-- Start of Source data --

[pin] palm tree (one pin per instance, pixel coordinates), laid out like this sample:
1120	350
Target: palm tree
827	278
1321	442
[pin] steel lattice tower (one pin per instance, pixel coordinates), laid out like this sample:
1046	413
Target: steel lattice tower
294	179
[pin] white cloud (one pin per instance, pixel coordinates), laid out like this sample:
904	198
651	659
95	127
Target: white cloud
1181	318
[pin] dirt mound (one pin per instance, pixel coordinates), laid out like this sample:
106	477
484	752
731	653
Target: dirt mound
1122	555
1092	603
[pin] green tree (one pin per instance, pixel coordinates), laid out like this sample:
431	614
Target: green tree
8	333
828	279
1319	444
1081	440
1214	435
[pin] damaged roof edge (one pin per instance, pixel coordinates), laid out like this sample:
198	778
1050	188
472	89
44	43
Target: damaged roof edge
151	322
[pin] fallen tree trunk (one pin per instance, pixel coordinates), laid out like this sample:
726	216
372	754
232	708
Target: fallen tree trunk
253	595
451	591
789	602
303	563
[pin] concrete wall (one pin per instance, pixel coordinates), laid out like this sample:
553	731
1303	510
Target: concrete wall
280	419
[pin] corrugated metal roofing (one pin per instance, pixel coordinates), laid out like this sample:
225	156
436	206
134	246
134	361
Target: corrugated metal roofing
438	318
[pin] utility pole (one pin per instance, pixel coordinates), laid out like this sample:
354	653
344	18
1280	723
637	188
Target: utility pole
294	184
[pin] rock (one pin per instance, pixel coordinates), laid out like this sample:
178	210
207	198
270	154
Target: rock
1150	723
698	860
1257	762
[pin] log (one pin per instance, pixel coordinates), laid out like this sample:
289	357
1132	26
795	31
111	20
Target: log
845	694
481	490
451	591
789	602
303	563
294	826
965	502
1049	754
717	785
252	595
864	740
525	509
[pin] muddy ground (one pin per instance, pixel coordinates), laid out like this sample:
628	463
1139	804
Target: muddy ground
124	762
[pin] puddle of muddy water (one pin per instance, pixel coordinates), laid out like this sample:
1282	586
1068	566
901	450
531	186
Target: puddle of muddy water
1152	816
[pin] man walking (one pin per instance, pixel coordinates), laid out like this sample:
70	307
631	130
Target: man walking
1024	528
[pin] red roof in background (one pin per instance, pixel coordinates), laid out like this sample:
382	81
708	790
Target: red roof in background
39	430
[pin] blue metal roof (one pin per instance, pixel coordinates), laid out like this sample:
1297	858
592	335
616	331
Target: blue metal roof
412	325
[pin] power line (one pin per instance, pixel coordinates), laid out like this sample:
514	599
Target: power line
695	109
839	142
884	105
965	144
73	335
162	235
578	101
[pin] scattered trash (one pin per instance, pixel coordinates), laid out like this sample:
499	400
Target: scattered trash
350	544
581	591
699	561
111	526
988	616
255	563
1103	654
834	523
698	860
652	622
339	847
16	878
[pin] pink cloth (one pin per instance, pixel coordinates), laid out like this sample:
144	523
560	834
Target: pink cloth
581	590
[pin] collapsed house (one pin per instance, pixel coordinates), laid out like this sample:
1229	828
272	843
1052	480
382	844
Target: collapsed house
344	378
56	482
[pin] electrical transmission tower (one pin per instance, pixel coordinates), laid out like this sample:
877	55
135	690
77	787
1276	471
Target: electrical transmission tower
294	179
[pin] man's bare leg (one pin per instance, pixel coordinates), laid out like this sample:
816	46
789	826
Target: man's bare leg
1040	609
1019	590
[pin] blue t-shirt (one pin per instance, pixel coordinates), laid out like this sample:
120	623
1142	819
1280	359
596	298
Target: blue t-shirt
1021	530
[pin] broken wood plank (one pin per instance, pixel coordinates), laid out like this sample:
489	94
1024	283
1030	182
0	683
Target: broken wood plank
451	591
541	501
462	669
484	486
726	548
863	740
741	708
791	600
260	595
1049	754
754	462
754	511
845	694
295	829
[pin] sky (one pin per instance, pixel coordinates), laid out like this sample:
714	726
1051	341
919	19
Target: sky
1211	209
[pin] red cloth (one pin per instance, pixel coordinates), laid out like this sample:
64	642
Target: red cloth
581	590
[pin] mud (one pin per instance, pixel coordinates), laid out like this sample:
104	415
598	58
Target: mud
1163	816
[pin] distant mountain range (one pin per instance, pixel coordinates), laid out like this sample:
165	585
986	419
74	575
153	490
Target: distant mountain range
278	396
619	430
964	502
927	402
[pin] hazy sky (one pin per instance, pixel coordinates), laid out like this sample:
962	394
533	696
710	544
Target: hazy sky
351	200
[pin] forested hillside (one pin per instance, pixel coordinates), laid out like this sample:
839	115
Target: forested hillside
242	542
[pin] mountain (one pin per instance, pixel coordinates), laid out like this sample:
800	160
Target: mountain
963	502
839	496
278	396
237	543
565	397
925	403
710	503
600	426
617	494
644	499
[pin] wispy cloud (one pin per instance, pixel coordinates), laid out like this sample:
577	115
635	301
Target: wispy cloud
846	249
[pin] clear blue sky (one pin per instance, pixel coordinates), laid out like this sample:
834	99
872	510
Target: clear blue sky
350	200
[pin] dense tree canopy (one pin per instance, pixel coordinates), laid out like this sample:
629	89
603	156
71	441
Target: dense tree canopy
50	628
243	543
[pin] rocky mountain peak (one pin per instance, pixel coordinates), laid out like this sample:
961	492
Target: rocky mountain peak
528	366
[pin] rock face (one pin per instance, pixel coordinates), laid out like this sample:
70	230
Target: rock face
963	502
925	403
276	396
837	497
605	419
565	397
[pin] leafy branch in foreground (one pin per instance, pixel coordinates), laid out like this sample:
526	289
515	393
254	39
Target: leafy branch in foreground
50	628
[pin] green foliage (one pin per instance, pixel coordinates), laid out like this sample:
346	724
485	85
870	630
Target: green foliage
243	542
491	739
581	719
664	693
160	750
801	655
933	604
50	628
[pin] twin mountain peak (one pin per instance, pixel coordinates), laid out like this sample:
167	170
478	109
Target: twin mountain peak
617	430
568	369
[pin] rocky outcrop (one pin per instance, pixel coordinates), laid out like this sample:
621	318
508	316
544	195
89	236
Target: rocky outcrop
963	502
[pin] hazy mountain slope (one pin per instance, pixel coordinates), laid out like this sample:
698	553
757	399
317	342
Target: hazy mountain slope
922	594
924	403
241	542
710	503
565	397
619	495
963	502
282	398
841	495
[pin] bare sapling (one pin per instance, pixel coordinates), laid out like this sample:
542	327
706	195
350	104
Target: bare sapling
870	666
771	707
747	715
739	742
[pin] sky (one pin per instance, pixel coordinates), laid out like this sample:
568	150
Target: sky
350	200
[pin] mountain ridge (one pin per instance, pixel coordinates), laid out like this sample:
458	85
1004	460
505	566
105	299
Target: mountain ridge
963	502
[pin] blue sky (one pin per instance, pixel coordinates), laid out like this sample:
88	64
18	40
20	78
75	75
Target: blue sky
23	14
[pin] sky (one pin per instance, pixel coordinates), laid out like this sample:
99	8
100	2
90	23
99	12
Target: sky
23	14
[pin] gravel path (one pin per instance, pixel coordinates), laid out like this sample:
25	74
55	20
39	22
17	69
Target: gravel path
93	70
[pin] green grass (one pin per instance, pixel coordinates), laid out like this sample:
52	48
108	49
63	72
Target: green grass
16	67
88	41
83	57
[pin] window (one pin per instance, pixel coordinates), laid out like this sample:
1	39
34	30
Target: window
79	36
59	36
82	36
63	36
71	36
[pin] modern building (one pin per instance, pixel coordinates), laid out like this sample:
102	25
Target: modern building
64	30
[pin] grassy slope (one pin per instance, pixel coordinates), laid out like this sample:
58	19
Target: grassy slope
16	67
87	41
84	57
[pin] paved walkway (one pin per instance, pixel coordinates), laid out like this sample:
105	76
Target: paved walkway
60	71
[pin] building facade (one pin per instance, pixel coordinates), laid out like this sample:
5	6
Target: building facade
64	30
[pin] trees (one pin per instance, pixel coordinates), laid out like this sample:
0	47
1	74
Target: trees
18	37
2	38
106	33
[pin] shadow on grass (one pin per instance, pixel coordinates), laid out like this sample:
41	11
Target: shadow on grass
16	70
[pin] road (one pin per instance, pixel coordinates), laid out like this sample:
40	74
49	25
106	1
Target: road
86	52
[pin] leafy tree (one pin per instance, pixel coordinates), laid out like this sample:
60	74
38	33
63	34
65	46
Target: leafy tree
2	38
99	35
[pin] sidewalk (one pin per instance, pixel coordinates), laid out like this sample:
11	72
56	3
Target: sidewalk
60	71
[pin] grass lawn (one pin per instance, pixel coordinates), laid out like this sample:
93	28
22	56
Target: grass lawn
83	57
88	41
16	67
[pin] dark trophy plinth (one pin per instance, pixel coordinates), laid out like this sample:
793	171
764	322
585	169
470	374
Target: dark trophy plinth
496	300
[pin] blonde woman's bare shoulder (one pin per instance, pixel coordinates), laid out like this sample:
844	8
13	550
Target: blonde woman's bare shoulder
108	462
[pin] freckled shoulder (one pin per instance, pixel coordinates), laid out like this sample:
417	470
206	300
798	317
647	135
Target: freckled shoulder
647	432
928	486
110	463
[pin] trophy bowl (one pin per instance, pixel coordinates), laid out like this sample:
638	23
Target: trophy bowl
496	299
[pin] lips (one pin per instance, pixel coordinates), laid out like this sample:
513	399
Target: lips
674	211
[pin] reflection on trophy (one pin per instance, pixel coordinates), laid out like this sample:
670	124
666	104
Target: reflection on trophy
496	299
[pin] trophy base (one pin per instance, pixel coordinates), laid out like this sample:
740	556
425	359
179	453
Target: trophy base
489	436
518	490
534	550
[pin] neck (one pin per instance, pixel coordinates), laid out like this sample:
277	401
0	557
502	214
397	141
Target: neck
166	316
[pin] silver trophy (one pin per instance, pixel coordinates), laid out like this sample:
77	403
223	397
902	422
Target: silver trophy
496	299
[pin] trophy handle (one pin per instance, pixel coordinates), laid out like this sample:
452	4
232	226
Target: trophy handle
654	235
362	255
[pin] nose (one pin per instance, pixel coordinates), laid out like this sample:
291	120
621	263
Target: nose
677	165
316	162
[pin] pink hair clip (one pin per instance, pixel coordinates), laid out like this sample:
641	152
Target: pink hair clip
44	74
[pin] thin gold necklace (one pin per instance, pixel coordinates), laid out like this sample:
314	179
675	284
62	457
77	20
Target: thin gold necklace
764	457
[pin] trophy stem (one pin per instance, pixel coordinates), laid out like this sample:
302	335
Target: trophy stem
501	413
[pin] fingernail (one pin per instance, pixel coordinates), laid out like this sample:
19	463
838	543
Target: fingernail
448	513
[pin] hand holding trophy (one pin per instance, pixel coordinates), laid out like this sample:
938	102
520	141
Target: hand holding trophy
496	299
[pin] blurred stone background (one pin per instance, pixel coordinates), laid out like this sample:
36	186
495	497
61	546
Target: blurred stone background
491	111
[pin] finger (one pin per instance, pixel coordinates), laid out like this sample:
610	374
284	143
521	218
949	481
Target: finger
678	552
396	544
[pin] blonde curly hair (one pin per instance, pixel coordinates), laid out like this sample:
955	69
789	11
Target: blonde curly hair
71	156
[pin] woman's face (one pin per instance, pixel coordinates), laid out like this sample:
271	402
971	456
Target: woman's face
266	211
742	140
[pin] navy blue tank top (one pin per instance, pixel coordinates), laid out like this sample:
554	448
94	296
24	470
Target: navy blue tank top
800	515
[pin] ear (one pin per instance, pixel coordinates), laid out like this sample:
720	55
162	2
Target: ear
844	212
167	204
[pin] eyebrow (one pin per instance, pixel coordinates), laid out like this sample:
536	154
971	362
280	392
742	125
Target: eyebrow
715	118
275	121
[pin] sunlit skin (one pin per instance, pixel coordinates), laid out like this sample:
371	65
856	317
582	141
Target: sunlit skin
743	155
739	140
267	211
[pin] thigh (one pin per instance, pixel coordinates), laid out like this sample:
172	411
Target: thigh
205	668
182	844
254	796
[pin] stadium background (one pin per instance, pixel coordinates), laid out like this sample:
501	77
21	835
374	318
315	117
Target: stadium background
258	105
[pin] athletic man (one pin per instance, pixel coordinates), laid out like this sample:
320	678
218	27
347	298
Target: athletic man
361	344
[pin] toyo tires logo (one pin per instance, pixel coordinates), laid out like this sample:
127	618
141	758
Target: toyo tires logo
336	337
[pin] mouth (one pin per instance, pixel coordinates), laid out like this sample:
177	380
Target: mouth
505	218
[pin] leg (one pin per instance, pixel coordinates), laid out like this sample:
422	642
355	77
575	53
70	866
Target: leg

-- End of Source data --

(Aim of the exercise):
Copy the material word for word, starting at the line containing "[pin] stadium background" and ending at the final line of the material.

(Solution to this exercise):
[pin] stadium background (one pin per instance, pixel coordinates), laid out like this sample:
501	77
21	835
374	318
315	117
Target: stadium background
258	105
[pin] athletic man (one pin per instance, pixel coordinates), laid out like this sample:
320	678
218	27
347	298
Target: athletic man
361	344
[pin] toyo tires logo (one pin per instance, pixel coordinates), laid out like this sample:
127	618
141	758
Target: toyo tires logo
336	337
[pin] mouth (one pin per instance, pixel coordinates), laid out like this sample:
177	380
Target: mouth
505	218
[pin] leg (one pin per instance, pixel coordinates), laid out like this sample:
422	642
355	77
575	53
70	866
Target: leg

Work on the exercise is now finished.